### FRAGMENT DOKUMENTU ###
Respiratory, które dotrą do szpitali w Koszalinie, Szczecinie i Wałbrzychu, są darem serc ludzi "zanurzonych w Miłości". Darczyńcy ufundowali je w zaledwie trzy dni. I fundują kolejne.
Inicjatywa "Zanurzeni w Miłości" zawiązana 22 marca przez Caritas Diecezji Koszalińsko-Kołobrzeskiej oraz Fundację SMS z Nieba, polegająca na zakupie respiratorów dla polskich szpitali, nabiera tempa.
Darczyńcy rozumieją wagę sprawy, szczególnie znaczenie, jakie ma wyposażenie szpitali w sprzęt ratujący życie hospitalizowanych z powodu koronawirusa, stąd szybki odzew na wezwanie do społecznej kwesty. W trzecim dniu zbiórki darczyńcy ufundowali trzy respiratory. Trafią one do szpitali w Koszalinie, Szczecinie i Wałbrzychu. Następny otrzyma szpital w Siedlcach.
###
PROBLEMY I ZADANIA
1. Którego dnia, według tekstu o zbiórce na respiratory, zawiązano inicjatywę „Zanurzeni w Miłości”?
2. Oceń, czy poniższe stwierdzenia są zgodne z tekstem o zbiórce na respiratory. Każdą odpowiedź („tak” lub „nie”) poprzyj dosłownym cytatem z tekstu.
(a) Inicjatywę zawiązały Caritas Diecezji Koszalińsko-Kołobrzeskiej i Fundacja SMS z Nieba.
(b) Trzy respiratory ufundowano w pierwszym dniu zbiórki.
(c) Kolejny respirator otrzyma szpital w Siedlcach.
3. Wznów tekst o zbiórce na respiratory, pisząc jego ciąg dalszy od miejsca po ostatnim zdaniu.
### BLOK DANYCH ###
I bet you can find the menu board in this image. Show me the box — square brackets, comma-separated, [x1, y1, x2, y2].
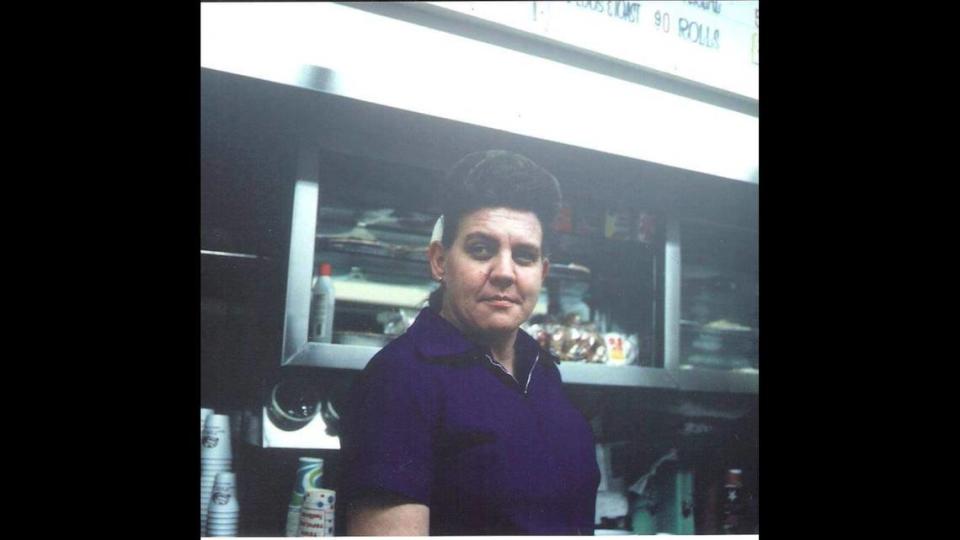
[428, 1, 760, 99]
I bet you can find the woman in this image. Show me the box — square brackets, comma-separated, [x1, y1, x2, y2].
###
NUMEROWANE ODPOWIEDZI
1. 22 marca.

2.
(a) Tak: „zawiązana 22 marca przez Caritas Diecezji Koszalińsko-Kołobrzeskiej oraz Fundację SMS z Nieba”.
(b) Nie: „W trzecim dniu zbiórki darczyńcy ufundowali trzy respiratory.”
(c) Tak: „Następny otrzyma szpital w Siedlcach.”

3.
– Zaledwie po kilku godzinach zbiórki mieliśmy już pełną kwotę na pierwszy respirator – mówi ks. Tomasz Roda, dyrektor Caritas diecezji o sprzęcie przeznaczonym dla koszalińskiego Szpitala Wojewódzkiego.
Każdy może śledzić - na internetowej stronie Zanurzonych w Miłości - zielony kursor wyznaczający wysokość wpłat na konto. Przesuwa się on z kwadransa na kwadrans. Jak podaje ks. Rafał Jarosiewicz, szef Fundacji SMS z Nieba, większość wpłat to nieduże sumy – od 5 do 300 złotych, choć zdarzają się i kwoty pięciocyfrowe.
Akcja idzie tak szybko, że organizatorzy przyspieszają kontakt z kolejnymi polskimi szpitalami, które mogłyby być beneficjentami zbiórki i otrzymać na swoje wyposażenie nowy respirator.
– Jestem szczęśliwy, widząc jak ludzie reagują na tę akcję. Na zamianę płaczę i śmieję się ze szczęścia – mówi ks. Jarosiewicz – że w takich momentach Polacy przechodzą ponad różnymi podziałami i robią wszystko, żeby wspólnie działać jedni dla drugich. A to charakteryzuje odpowiedzialną miłość i solidarność.